▸ **GIVEN INSTRUCTION**: Reproduce the listing below line for line, with every character unchanged.

▸ **DATA RECORDS**:
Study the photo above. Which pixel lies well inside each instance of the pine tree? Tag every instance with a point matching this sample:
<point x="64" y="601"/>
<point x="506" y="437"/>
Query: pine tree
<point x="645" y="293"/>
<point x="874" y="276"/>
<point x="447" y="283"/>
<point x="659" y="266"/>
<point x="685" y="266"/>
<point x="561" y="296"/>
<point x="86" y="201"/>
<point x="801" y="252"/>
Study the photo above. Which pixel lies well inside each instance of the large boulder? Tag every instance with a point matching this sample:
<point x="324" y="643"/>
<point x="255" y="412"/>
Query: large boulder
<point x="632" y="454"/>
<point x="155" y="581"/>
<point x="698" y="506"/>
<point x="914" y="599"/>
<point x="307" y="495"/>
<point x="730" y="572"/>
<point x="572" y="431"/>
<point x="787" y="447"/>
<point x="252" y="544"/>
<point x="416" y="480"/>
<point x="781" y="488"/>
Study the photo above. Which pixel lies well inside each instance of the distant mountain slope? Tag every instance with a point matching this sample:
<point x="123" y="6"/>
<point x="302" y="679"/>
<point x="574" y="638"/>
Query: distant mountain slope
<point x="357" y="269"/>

▸ **FULL SOLUTION**:
Study the photo above. Which pixel lies well inside each instance of the pine tree? Tag every instance with a point matching this sample:
<point x="64" y="601"/>
<point x="506" y="437"/>
Query: pine tree
<point x="645" y="293"/>
<point x="874" y="276"/>
<point x="447" y="283"/>
<point x="659" y="266"/>
<point x="685" y="266"/>
<point x="561" y="296"/>
<point x="86" y="201"/>
<point x="801" y="252"/>
Study the photo above. Which pixel lies well inside each instance of the large boulder? Tag every instance with a point matching this sample:
<point x="324" y="643"/>
<point x="255" y="412"/>
Query: large boulder
<point x="632" y="454"/>
<point x="155" y="581"/>
<point x="698" y="506"/>
<point x="914" y="599"/>
<point x="307" y="495"/>
<point x="730" y="572"/>
<point x="572" y="431"/>
<point x="787" y="447"/>
<point x="252" y="544"/>
<point x="416" y="480"/>
<point x="781" y="488"/>
Study the photo above. Which pixel lies well inside each instance of the distant mountain slope? Tag every instance with a point matching this sample:
<point x="123" y="6"/>
<point x="302" y="679"/>
<point x="574" y="638"/>
Query: distant mountain slope
<point x="357" y="269"/>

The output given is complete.